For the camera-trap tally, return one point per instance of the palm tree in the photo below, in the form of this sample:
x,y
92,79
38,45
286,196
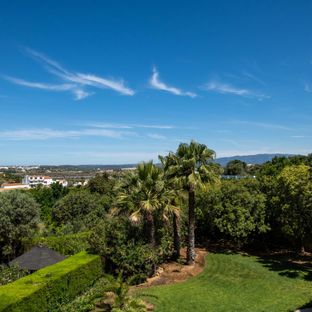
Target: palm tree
x,y
170,199
141,193
192,164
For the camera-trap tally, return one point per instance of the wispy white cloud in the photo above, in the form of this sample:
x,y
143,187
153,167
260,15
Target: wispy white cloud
x,y
156,83
156,136
129,126
261,125
46,133
74,81
40,85
253,77
301,136
225,88
308,88
78,92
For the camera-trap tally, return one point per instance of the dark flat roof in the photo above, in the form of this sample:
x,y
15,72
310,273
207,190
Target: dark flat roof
x,y
37,258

• [DIRECTIONS FOR THIS TASK]
Every line containing the word "above" should be copied from the material.

• [COMPLETED TASK]
For the camera-trap tally, return one point per instance of the wispy white cloud in the photo above, in the form of this sample:
For the camera-trap tally, return one point per instance of the dark flat roof in the photo above, in the form of this sample:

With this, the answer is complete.